▸ EXTRACTED TEXT

□ □ □

Touched by a Book on ‘Tending’
I had the honor of reading the pre-publication PDF of Amy Henderson’s book Tending: Parenthood and the Future of Work. I heard about her book and organization TendLab through the Mom’s Hierarchy of Needs website and webinar and then I heard her interviewed by Eve Rodsky. I appreciate the work of these women to promote other women’s work. Amy is a gentle soul with a clear mission: to help caregivers in the workplace by supportive policies and practices but also by changing social norms around the talents that caregivers bring (multi-tasking, compassion, collaboration, listening).
Amy experienced terrible trauma during her peace corps service in Malawi where she had to decide which starving baby to provide food to, when there was not enough food to go around. She then worked on a social movement YesWeCode to promote coding in black youth, with the Rockstar Prince. She described being at his concert at the end of a demanding launch, with her boobs painfully full of breast milk, too exhausted to enjoy the moment. Unfortunately, this is the vision I have of mothers who work on impactful projects – depleted after serving everyone else’s needs. And this is a question I asked Amy and I am trying to answer myself: How do we balance passion with parenting when both are all consuming and equally important?

□ □ □

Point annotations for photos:

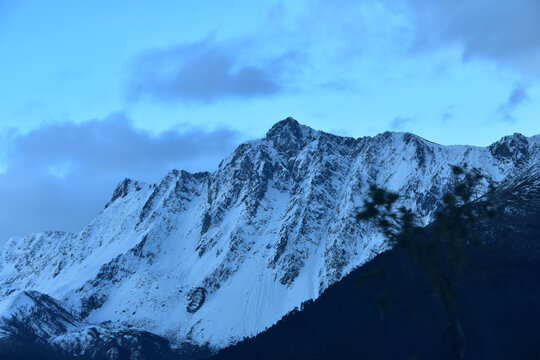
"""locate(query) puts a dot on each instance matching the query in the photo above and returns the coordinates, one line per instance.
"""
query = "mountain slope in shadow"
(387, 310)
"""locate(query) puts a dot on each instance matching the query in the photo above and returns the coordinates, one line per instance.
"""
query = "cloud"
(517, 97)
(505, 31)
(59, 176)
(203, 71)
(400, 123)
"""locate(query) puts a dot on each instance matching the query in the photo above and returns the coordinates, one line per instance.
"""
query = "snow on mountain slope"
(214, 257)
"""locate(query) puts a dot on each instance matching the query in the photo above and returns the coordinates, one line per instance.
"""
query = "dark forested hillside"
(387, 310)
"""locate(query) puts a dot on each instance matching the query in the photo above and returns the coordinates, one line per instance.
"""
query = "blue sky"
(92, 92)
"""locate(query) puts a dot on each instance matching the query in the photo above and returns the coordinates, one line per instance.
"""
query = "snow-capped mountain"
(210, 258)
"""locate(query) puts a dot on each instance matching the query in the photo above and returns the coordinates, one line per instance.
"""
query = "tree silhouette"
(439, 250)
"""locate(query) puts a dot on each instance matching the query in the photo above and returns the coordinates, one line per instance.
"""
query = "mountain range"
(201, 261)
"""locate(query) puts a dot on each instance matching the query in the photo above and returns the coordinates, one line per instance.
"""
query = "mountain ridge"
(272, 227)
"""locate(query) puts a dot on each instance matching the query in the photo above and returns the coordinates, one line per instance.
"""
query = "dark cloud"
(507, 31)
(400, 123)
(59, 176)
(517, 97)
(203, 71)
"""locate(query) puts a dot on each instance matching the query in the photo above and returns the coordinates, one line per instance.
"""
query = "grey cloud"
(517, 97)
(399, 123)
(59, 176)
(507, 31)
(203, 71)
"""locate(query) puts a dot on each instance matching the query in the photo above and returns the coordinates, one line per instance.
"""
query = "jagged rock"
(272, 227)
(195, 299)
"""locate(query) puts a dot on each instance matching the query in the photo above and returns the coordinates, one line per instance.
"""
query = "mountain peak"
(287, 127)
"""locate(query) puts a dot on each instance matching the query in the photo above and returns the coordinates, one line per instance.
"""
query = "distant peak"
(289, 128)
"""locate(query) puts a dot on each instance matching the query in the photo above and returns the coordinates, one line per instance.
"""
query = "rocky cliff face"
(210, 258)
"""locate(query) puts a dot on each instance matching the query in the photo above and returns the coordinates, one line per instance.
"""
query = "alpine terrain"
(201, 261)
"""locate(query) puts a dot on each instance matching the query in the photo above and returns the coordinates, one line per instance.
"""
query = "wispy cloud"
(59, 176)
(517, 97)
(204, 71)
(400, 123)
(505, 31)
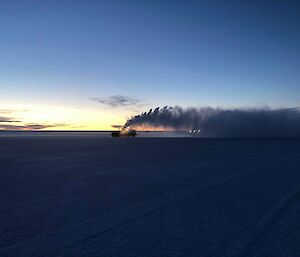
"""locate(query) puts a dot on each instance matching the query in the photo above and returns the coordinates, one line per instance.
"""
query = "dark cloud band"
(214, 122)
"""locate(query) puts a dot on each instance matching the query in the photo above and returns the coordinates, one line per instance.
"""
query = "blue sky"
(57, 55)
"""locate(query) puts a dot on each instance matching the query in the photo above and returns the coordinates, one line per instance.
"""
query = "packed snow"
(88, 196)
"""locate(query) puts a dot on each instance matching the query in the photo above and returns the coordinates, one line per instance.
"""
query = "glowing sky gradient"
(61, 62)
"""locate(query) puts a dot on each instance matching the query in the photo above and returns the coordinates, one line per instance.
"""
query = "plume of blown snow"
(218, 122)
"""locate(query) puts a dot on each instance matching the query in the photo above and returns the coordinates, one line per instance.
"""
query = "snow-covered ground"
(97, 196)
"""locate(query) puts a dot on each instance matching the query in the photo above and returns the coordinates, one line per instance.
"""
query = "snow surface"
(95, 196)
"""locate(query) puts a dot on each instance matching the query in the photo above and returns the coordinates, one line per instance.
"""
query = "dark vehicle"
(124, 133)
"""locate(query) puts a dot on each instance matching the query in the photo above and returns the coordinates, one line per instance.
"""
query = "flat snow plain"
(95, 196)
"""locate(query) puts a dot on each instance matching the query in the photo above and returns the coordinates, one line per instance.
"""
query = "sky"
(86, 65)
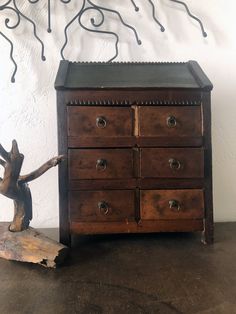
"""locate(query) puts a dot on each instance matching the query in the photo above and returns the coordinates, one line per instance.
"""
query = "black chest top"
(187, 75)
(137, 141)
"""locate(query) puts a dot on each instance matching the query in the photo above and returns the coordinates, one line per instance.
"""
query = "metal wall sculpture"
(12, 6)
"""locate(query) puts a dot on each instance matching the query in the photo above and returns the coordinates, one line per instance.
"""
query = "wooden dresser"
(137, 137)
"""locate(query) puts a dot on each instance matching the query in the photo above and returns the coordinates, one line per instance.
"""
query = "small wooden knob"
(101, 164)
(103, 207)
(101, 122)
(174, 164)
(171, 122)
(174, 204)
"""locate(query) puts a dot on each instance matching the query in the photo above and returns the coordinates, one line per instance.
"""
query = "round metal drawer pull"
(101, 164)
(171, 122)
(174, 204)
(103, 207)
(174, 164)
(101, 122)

□ □ □

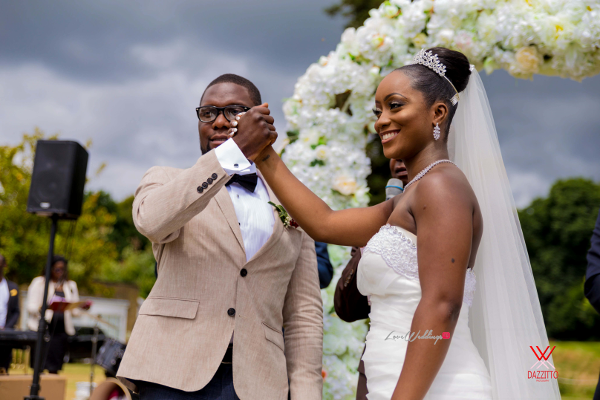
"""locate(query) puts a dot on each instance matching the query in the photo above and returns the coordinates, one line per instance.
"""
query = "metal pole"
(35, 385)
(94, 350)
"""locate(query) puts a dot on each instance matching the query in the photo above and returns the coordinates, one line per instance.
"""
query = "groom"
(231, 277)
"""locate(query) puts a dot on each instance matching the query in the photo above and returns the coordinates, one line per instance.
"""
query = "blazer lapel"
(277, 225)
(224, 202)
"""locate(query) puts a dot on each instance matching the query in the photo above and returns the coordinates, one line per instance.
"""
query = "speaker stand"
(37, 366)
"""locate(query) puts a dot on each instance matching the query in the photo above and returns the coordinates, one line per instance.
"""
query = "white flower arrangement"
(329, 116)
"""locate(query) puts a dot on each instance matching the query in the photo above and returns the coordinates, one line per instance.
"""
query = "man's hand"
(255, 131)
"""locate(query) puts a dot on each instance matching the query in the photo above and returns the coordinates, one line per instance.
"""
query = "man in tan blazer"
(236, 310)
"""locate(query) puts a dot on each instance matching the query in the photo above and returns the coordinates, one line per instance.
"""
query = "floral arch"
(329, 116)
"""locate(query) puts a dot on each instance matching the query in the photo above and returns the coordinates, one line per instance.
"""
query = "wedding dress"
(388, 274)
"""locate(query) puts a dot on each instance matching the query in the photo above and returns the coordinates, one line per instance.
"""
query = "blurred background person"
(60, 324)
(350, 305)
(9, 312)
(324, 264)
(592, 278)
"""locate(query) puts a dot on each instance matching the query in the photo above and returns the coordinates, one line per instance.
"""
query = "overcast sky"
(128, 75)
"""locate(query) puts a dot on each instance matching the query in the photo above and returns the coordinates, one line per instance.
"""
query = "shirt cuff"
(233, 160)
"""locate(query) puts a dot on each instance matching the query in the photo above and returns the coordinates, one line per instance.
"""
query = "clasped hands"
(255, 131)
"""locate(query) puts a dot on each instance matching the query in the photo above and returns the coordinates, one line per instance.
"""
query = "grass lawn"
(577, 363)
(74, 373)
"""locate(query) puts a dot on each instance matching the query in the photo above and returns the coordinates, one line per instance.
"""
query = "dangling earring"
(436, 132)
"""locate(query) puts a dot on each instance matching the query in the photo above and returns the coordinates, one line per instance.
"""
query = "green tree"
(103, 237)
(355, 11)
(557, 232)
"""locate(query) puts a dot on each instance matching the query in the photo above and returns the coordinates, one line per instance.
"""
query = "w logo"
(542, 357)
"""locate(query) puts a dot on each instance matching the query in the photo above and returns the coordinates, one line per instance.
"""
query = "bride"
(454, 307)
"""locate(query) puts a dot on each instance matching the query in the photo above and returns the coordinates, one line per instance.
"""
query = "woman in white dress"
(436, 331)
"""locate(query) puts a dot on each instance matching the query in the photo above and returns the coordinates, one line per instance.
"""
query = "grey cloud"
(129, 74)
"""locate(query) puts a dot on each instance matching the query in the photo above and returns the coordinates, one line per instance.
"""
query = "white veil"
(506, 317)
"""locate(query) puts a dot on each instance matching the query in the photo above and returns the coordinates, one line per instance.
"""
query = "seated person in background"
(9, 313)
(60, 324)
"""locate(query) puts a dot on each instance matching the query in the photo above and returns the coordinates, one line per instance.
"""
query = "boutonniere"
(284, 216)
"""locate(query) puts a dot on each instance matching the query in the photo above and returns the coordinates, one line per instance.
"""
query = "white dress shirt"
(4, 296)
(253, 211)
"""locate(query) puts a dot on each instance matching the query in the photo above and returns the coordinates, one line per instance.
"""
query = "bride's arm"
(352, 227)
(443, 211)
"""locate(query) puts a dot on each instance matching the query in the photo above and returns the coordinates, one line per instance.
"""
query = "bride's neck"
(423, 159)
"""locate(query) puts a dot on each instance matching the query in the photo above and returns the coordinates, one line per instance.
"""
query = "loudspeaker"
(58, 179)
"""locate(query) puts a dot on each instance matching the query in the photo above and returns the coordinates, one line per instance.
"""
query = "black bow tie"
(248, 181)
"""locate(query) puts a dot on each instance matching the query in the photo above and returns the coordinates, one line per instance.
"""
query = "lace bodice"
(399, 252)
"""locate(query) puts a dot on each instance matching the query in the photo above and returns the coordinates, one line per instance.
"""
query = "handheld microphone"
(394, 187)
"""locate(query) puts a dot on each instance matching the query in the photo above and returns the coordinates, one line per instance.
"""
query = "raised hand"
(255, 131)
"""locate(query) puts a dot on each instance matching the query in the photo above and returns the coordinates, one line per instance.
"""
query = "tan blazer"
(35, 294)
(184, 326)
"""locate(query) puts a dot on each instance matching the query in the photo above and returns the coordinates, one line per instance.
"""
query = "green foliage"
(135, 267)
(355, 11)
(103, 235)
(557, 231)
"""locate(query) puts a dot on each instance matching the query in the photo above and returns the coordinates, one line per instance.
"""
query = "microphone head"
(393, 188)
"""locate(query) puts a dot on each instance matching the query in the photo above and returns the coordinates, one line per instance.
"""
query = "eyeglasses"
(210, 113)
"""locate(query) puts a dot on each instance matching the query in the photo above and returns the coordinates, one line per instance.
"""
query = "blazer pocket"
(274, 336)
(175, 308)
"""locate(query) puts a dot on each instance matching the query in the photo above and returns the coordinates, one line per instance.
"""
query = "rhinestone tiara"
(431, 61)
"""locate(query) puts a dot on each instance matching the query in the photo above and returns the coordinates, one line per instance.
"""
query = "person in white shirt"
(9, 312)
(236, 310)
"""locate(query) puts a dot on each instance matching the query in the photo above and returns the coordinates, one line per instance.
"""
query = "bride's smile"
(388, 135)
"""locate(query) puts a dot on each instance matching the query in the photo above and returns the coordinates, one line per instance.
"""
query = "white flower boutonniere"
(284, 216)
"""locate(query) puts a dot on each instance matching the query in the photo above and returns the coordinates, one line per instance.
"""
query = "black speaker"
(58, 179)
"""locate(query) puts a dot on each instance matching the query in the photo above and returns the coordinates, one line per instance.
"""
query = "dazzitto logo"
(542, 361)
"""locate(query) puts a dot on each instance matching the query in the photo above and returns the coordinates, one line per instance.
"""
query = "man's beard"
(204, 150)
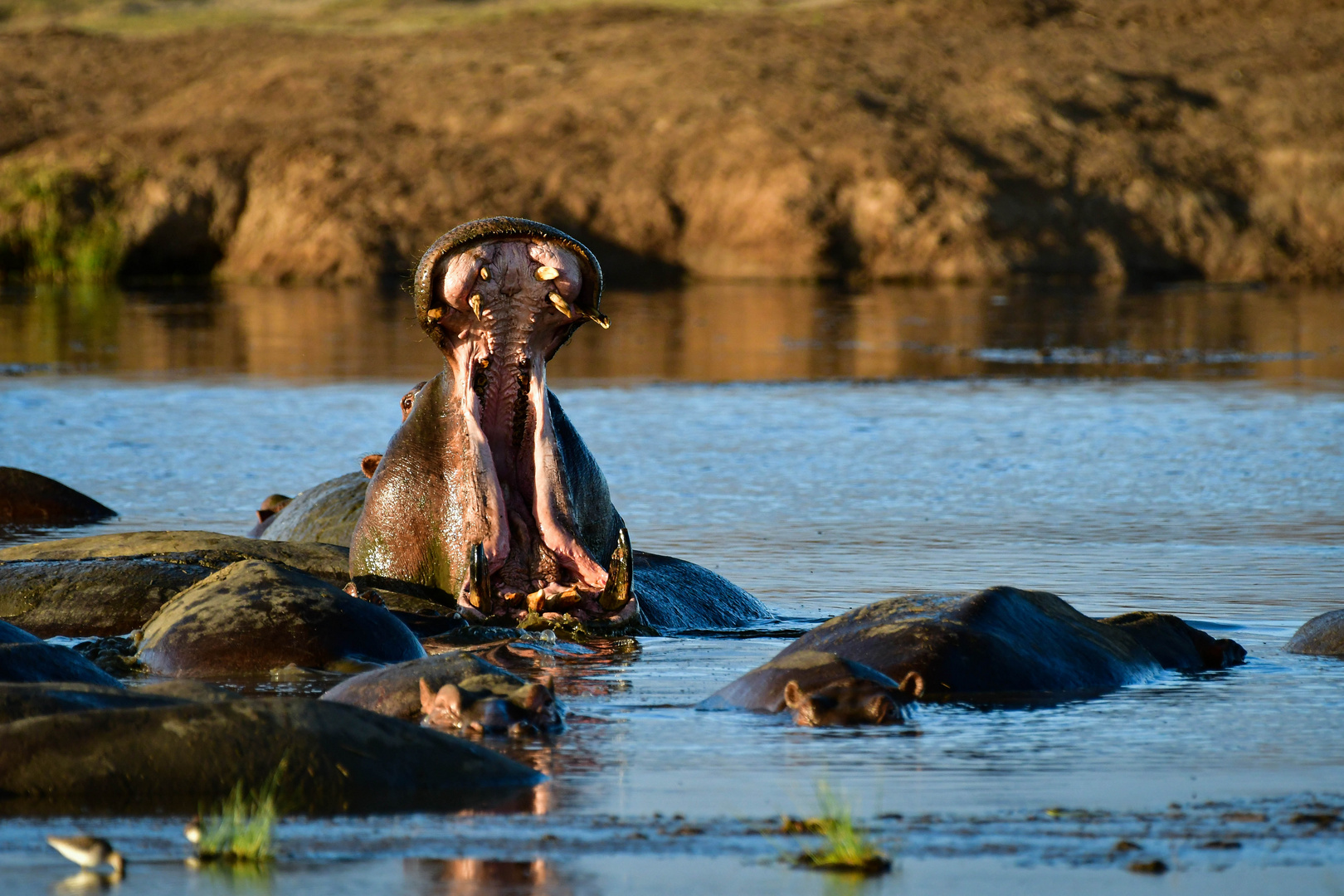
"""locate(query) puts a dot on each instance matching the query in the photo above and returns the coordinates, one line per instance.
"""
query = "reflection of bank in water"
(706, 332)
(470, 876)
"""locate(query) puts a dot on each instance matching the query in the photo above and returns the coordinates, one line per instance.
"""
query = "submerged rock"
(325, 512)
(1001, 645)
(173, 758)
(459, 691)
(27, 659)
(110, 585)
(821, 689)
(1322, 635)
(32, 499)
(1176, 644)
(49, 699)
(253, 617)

□ □ □

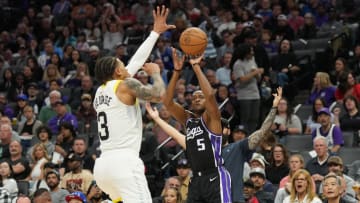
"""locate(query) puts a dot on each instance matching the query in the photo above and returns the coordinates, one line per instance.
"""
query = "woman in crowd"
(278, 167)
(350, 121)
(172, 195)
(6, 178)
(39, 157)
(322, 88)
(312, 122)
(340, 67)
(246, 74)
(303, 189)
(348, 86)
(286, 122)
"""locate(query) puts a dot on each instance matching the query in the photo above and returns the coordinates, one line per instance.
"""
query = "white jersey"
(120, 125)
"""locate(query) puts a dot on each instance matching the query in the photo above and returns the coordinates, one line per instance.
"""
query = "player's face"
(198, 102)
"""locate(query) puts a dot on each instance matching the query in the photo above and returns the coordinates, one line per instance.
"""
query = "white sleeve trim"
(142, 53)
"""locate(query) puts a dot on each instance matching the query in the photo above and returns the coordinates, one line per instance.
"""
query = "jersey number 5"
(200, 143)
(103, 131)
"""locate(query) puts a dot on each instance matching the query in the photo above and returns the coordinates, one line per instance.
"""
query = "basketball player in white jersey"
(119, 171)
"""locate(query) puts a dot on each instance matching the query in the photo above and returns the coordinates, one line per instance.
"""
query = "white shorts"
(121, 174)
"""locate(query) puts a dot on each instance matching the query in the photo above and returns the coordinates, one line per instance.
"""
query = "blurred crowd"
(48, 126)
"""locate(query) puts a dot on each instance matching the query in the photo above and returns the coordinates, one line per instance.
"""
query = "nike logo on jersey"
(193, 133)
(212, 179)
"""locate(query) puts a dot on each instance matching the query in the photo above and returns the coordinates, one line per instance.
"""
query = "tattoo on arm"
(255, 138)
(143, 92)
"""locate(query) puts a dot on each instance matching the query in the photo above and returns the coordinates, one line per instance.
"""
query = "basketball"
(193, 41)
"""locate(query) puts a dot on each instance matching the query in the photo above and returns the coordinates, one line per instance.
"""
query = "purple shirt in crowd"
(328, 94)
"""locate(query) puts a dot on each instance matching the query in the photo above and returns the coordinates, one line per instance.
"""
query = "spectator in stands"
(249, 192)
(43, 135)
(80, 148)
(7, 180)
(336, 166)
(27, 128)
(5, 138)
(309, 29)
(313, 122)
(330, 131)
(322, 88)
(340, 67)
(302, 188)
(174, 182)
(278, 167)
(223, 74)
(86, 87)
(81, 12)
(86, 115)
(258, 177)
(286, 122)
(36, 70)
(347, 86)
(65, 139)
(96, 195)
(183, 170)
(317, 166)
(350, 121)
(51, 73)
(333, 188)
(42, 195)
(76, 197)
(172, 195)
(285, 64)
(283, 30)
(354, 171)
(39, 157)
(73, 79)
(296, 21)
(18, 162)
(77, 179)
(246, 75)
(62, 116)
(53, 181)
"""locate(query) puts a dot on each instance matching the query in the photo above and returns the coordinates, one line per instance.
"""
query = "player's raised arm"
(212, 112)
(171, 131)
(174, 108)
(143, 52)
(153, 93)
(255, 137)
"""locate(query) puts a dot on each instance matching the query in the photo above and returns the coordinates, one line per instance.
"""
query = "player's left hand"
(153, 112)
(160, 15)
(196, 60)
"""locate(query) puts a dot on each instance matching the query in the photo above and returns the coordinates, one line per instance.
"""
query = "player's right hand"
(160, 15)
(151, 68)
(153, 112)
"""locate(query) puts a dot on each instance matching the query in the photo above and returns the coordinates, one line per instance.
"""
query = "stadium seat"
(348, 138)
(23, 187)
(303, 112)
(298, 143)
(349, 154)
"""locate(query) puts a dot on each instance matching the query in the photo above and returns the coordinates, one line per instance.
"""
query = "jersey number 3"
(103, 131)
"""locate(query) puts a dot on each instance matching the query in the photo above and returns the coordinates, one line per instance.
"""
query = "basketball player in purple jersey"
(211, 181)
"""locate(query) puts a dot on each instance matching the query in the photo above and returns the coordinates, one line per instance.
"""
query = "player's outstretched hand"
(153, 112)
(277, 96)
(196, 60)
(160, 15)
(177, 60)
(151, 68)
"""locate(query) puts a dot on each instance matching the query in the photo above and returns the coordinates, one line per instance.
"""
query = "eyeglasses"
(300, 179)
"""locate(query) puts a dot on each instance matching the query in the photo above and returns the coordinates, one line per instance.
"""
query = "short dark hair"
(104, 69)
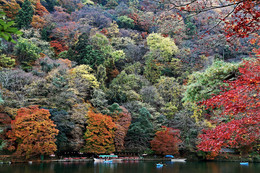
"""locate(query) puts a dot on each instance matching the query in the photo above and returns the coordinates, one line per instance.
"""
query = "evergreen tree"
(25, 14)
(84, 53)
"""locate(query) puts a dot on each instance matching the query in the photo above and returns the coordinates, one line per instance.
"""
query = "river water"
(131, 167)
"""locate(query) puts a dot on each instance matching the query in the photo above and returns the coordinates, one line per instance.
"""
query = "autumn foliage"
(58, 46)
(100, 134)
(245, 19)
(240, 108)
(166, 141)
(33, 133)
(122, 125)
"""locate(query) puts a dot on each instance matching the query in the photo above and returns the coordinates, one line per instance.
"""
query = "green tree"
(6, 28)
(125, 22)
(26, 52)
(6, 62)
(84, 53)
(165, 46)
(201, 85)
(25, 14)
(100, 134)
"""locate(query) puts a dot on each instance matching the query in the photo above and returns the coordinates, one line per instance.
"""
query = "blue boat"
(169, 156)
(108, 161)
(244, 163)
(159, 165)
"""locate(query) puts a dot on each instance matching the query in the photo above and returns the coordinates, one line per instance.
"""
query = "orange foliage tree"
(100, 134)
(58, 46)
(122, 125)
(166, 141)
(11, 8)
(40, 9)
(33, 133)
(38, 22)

□ □ □

▸ GOALS
1. Please write out the passage of the book post that begins with the words "Touched by a" and ends with "compassion, collaboration, listening).".
2. Show each line of the records containing the string "slope", matching case.
The book post and the records have no connection to each other.

▸ SOLUTIONS TO EACH TASK
1.
Touched by a Book on ‘Tending’
I had the honor of reading the pre-publication PDF of Amy Henderson’s book Tending: Parenthood and the Future of Work. I heard about her book and organization TendLab through the Mom’s Hierarchy of Needs website and webinar and then I heard her interviewed by Eve Rodsky. I appreciate the work of these women to promote other women’s work. Amy is a gentle soul with a clear mission: to help caregivers in the workplace by supportive policies and practices but also by changing social norms around the talents that caregivers bring (multi-tasking, compassion, collaboration, listening).

2.
query = "mountain slope in shadow"
query = "snow on mountain slope"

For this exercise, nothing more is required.